§ WHAT YOU ARE ASKED TO DO: From the line with "hood for player-tracking calibration." to the end of the data below, restate each line word for word, both ends included, without the pictures.

§ RECORDED DATA:

+++

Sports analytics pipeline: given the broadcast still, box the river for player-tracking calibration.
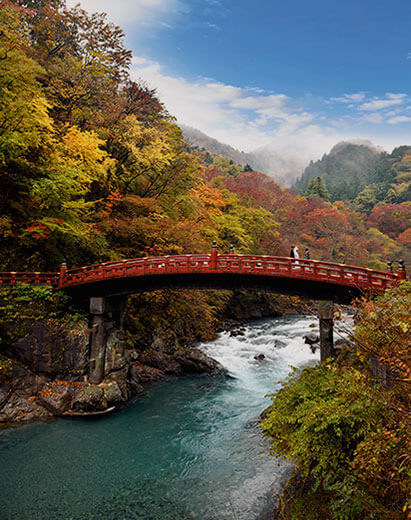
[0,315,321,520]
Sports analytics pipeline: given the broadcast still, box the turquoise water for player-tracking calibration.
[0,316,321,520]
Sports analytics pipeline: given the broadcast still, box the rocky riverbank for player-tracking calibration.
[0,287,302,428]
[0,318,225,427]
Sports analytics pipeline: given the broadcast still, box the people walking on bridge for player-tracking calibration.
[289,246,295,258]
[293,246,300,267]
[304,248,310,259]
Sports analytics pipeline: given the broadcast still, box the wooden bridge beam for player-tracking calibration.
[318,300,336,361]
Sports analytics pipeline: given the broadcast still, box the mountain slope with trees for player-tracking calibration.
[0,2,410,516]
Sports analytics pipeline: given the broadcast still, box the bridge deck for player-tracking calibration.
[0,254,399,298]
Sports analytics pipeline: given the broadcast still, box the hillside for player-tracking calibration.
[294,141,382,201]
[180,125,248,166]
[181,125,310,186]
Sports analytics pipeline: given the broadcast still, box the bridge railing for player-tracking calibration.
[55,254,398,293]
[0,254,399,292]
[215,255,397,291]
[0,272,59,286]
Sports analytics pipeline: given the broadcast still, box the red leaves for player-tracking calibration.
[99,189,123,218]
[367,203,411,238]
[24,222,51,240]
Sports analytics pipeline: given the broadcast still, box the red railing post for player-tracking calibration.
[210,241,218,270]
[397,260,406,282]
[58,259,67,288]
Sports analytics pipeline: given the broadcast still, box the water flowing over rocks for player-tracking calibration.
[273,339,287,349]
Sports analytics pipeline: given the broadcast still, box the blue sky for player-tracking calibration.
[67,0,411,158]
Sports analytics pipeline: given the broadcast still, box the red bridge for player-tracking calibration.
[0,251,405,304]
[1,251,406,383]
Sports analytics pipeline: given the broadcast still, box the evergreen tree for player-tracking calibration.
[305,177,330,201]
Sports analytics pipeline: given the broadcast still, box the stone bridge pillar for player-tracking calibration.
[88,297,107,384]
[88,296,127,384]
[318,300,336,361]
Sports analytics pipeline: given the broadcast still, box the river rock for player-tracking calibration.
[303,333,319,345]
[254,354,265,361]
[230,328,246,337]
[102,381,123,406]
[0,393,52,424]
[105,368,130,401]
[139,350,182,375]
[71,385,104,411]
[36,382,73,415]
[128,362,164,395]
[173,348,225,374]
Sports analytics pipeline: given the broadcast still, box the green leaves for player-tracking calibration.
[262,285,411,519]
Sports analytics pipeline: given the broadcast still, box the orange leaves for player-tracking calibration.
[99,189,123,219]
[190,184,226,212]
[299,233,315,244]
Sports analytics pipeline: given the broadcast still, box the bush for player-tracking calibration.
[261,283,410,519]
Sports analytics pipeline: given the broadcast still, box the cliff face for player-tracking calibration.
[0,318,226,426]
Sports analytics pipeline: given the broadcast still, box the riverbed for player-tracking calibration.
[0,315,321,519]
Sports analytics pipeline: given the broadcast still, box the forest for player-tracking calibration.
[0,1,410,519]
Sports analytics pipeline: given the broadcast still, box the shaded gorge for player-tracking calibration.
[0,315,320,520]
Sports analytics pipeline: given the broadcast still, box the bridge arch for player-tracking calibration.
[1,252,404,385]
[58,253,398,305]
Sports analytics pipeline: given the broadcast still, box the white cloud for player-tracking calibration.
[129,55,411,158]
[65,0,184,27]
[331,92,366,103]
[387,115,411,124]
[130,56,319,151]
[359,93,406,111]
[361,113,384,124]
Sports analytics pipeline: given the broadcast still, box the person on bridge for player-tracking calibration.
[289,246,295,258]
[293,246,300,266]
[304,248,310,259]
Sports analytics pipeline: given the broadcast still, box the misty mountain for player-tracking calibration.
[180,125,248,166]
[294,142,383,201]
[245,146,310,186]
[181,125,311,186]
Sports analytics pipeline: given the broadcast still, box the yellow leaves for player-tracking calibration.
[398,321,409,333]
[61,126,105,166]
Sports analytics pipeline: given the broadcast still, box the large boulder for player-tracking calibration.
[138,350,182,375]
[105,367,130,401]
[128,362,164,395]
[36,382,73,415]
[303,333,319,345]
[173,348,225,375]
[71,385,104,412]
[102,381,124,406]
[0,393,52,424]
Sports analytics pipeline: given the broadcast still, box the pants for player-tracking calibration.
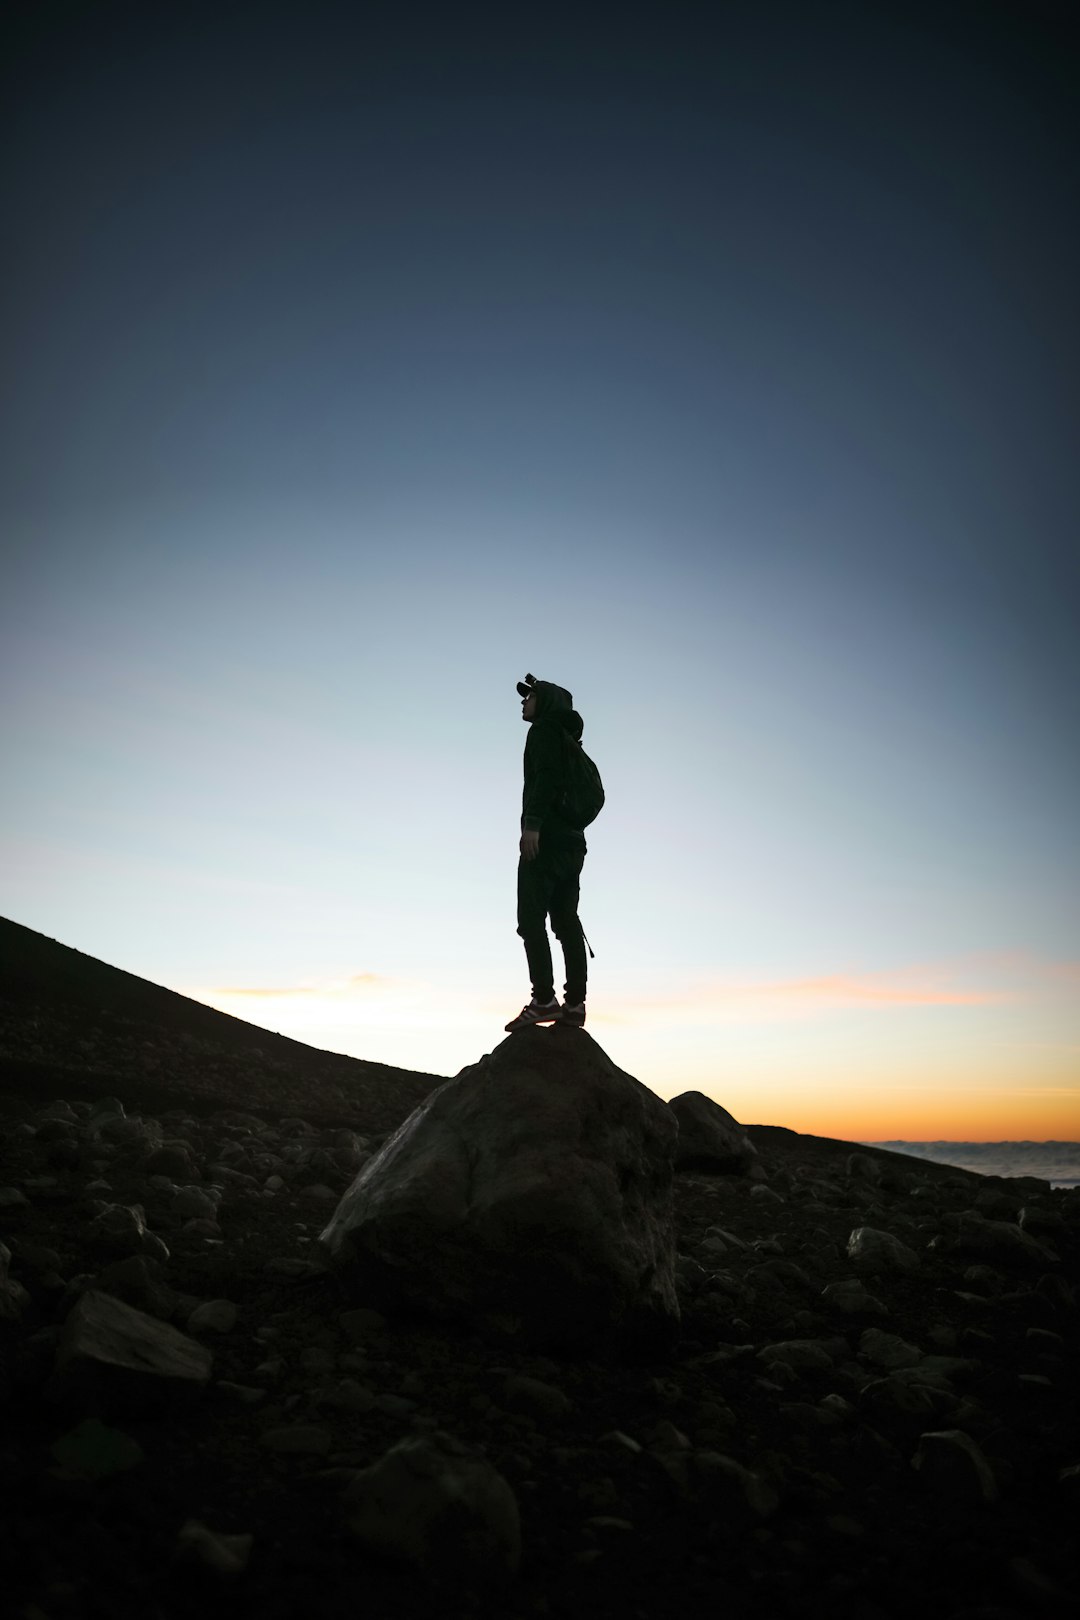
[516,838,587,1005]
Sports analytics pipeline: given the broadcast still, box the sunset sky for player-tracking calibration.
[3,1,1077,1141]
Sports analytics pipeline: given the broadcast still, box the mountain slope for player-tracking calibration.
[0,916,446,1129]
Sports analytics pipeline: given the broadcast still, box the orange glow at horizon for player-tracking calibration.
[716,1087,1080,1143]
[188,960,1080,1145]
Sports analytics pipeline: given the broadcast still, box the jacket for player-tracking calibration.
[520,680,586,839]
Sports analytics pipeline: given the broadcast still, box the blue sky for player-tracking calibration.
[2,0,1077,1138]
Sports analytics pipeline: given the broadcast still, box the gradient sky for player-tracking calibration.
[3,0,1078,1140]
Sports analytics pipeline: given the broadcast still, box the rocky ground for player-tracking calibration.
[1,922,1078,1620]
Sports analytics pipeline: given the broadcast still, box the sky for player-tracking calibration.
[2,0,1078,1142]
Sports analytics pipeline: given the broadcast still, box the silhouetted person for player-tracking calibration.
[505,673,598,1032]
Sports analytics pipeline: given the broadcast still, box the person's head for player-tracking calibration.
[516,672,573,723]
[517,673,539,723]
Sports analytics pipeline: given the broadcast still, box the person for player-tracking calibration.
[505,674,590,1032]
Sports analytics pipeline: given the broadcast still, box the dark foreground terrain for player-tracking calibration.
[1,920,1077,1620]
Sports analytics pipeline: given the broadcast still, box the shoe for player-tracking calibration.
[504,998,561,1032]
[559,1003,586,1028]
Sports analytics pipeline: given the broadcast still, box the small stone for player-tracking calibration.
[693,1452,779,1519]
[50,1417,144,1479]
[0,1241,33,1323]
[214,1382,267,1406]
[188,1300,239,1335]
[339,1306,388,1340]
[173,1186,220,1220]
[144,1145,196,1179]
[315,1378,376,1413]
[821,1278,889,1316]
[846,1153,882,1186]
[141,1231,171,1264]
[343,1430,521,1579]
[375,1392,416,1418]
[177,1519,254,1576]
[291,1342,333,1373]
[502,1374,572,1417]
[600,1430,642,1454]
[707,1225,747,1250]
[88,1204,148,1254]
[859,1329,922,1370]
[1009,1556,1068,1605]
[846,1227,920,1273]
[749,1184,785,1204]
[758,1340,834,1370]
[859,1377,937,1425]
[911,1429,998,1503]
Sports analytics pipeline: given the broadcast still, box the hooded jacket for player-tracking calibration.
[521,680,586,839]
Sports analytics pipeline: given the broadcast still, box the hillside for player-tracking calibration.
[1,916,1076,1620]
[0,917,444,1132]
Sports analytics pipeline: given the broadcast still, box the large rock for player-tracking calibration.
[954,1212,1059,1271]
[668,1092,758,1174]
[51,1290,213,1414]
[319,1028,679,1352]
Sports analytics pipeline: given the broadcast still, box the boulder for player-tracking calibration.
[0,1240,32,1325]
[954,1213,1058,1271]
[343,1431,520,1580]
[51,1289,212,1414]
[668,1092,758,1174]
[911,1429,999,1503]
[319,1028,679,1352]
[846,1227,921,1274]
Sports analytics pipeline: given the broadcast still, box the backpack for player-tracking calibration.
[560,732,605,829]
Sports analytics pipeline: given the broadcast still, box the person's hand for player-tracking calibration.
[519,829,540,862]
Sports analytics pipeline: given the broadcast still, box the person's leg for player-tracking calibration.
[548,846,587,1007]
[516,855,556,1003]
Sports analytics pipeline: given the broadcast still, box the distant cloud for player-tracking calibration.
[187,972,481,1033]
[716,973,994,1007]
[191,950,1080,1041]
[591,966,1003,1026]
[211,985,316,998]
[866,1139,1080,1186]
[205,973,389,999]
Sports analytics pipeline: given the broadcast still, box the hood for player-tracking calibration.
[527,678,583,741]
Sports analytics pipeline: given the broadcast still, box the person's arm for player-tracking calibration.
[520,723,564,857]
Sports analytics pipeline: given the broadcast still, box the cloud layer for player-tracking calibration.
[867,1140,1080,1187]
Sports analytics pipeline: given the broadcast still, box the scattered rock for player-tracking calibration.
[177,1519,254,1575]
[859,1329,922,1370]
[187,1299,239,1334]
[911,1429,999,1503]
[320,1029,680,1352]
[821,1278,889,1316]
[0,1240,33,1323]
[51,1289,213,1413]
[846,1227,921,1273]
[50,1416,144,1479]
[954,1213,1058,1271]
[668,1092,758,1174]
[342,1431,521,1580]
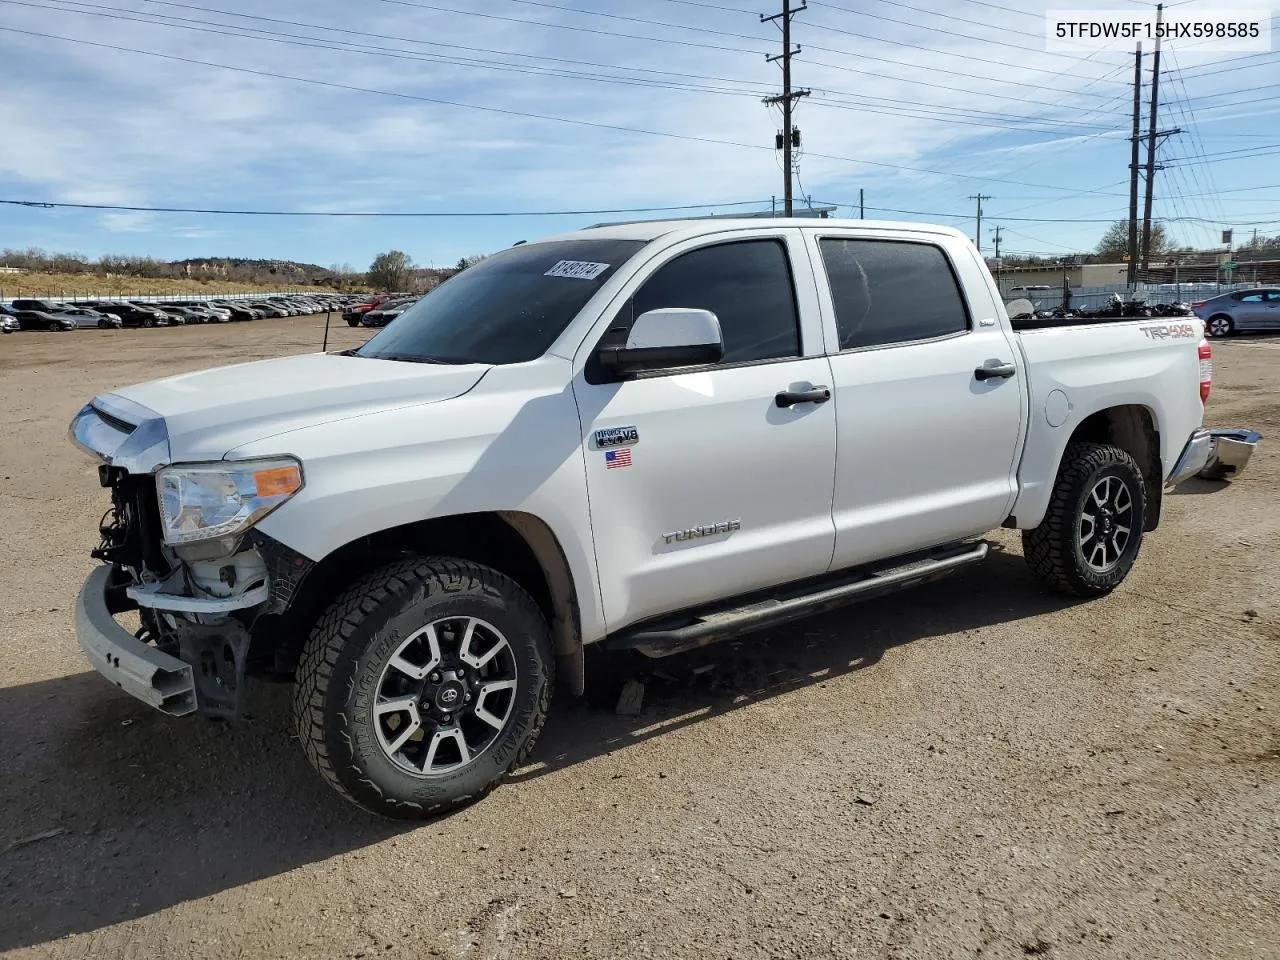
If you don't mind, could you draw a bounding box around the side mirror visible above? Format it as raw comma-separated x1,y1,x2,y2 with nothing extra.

+++

§ ANSWER SECTION:
Sports analytics pipeline: given the broadcast still, box the hood for player-tracking calibration.
[527,678,583,741]
Sports analytics pipeline: given the broadcast still, box the person's arm for player-tracking calibration.
[520,723,564,857]
Sports analytics pipeline: given the broadcast still, box the cloud layer for player-tracking calibration.
[867,1140,1080,1187]
Sports analytics pipeline: given the broadcast still, box the scattered rock for player-tracking calibration.
[177,1519,254,1575]
[859,1329,922,1370]
[187,1299,239,1334]
[911,1429,999,1503]
[320,1029,680,1352]
[821,1278,889,1316]
[0,1240,33,1323]
[51,1289,213,1413]
[846,1227,921,1273]
[50,1416,144,1479]
[954,1213,1058,1271]
[668,1092,758,1174]
[342,1431,521,1580]
If you don't mind, could you draw a bounding box around the side mirror visible above? Format it as raw comma-separated x1,y1,x2,y2 with nothing extra.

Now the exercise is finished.